=== WRITTEN TASK ===
Pick out every line in the records below that contains the word "green" and copy each one out. Match upper and lower case exactly.

=== TASK DATA ===
● ● ● ● ● ● ●
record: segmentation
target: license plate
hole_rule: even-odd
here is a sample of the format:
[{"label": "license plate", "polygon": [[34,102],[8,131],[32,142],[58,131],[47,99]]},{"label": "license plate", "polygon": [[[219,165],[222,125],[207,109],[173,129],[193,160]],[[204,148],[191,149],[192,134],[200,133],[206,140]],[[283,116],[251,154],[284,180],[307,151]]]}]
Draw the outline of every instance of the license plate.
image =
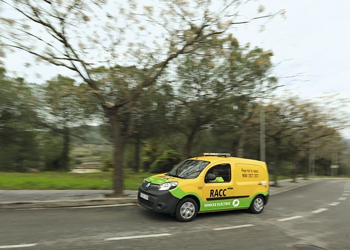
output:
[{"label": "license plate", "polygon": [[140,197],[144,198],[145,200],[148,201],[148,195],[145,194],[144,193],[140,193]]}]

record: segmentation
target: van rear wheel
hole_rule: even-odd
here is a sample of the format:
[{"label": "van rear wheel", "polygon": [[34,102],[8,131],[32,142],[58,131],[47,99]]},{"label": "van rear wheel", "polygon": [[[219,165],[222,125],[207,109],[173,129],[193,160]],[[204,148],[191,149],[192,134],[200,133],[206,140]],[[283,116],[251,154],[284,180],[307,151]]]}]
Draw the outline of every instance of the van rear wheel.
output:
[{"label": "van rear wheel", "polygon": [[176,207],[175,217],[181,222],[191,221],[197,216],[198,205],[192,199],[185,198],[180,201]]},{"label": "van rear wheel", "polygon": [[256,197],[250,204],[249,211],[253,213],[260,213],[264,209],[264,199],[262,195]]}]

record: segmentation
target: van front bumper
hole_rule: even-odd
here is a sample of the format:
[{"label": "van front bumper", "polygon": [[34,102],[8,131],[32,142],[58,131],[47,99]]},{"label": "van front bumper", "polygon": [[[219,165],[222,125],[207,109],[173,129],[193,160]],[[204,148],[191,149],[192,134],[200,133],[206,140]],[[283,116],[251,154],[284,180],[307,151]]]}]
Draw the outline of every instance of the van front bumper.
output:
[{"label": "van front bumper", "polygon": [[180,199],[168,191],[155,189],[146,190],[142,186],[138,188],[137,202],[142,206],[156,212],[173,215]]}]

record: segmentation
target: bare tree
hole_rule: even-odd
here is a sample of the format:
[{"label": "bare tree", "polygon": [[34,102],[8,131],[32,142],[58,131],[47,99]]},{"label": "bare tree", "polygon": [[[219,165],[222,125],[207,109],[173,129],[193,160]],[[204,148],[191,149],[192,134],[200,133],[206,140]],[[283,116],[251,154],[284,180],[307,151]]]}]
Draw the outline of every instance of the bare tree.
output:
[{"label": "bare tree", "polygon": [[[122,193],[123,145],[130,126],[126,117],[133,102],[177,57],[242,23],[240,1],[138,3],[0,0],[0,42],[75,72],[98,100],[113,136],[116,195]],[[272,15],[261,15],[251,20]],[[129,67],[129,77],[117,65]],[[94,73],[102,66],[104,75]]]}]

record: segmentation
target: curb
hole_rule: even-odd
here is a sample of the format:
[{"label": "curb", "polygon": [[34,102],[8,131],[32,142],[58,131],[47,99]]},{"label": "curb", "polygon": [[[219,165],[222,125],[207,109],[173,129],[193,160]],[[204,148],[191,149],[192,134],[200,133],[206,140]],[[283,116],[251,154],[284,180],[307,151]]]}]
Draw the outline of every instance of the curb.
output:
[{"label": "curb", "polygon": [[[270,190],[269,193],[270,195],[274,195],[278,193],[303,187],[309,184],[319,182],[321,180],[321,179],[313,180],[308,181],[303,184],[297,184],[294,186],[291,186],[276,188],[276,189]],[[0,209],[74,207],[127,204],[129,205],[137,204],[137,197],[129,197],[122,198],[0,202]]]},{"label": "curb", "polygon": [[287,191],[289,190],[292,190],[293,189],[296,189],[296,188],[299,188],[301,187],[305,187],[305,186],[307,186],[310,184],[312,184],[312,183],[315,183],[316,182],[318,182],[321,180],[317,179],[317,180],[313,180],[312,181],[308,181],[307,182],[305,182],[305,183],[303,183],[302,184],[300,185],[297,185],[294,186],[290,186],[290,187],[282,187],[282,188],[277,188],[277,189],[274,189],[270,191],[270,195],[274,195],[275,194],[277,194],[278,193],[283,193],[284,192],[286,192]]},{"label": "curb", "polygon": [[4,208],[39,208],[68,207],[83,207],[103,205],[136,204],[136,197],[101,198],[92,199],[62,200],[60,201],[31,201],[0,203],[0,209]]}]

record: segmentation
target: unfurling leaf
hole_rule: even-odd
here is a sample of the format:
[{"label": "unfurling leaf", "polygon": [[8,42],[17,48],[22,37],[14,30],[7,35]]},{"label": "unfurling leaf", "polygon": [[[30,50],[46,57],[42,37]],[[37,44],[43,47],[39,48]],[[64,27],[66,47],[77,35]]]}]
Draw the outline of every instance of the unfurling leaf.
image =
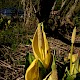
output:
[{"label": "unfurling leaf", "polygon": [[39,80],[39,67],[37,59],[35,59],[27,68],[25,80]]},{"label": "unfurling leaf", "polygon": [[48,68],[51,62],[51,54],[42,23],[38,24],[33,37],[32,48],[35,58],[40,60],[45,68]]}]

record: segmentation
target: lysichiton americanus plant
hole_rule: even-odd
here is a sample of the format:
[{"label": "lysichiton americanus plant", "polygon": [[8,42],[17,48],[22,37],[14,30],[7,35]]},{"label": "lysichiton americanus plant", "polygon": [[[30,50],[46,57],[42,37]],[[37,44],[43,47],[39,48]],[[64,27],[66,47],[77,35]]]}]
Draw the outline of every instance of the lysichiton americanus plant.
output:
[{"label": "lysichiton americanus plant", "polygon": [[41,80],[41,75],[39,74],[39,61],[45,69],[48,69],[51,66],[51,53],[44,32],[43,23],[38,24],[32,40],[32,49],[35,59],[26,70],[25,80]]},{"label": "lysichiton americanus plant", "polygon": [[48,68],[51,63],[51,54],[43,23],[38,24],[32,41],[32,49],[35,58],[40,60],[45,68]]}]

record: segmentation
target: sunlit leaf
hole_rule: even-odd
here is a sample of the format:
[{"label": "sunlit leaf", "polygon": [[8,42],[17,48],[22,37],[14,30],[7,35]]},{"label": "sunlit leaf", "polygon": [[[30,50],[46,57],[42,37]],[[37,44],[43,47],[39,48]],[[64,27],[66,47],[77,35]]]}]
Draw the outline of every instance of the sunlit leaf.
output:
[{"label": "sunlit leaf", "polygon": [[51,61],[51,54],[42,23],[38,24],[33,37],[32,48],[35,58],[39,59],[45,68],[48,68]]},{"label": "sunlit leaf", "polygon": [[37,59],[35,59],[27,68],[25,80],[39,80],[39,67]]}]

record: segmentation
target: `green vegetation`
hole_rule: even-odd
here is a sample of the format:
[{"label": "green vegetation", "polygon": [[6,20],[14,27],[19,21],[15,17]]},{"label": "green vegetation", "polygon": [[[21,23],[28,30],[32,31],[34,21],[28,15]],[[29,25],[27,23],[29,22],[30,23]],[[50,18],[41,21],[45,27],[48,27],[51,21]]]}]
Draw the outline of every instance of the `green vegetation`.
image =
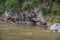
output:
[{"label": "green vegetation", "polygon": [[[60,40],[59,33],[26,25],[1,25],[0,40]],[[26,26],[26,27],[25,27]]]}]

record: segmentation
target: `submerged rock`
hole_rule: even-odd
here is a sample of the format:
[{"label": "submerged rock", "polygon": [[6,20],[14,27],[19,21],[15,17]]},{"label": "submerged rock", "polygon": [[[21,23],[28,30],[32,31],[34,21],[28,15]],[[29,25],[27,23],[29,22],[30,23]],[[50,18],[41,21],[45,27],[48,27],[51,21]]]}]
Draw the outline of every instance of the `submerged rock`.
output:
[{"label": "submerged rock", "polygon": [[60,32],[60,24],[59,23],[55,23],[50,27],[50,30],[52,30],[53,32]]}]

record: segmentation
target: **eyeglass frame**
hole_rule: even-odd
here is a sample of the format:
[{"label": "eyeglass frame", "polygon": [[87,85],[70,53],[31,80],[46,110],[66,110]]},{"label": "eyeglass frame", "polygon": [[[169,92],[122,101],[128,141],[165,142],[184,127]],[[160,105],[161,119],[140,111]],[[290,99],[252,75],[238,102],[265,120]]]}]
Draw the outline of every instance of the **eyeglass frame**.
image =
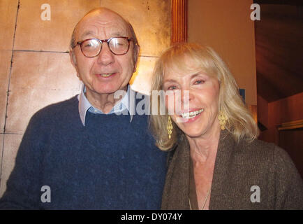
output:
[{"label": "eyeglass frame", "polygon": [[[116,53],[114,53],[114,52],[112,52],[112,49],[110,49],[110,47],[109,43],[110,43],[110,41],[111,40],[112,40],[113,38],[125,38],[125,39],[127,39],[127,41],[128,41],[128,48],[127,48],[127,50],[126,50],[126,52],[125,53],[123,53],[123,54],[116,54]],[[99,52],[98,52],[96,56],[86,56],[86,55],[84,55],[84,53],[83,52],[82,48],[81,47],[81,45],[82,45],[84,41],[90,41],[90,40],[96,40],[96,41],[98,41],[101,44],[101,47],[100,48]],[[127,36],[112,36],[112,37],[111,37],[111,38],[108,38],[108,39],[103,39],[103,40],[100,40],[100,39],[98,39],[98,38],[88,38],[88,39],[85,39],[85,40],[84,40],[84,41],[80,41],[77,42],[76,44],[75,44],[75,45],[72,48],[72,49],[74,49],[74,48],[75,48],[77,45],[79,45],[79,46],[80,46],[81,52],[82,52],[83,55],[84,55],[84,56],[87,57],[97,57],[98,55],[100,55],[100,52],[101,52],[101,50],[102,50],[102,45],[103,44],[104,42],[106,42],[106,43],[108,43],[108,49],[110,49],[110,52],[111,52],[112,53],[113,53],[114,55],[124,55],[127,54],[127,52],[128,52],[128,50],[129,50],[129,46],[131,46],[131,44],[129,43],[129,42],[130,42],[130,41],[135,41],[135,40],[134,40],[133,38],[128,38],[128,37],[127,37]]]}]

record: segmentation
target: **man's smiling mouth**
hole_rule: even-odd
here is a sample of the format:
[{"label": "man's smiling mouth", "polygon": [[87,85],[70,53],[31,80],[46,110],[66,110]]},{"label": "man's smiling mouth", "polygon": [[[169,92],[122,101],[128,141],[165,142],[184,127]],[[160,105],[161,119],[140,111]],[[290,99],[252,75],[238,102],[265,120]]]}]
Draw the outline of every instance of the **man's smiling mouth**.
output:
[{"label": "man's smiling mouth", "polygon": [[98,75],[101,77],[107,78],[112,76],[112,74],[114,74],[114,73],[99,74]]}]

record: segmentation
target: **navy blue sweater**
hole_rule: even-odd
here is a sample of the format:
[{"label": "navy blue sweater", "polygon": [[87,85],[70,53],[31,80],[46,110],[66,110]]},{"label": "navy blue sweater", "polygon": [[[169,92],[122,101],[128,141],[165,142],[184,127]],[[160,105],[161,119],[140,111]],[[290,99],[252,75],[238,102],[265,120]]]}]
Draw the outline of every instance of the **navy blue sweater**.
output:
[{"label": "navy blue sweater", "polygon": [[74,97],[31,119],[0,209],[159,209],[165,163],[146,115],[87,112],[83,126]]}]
● ● ● ● ● ● ●
=== ANSWER TO THE TASK ===
target: `green vegetation`
[{"label": "green vegetation", "polygon": [[6,20],[14,27],[19,21],[15,17]]},{"label": "green vegetation", "polygon": [[[21,23],[28,30],[32,31],[34,21],[28,15]],[[29,25],[27,23],[29,22],[30,23]],[[50,18],[41,21],[45,27],[48,27],[51,21]]]}]
Draw the outline of every instance of the `green vegetation`.
[{"label": "green vegetation", "polygon": [[[60,40],[59,33],[26,25],[1,25],[0,40]],[[26,26],[26,27],[25,27]]]}]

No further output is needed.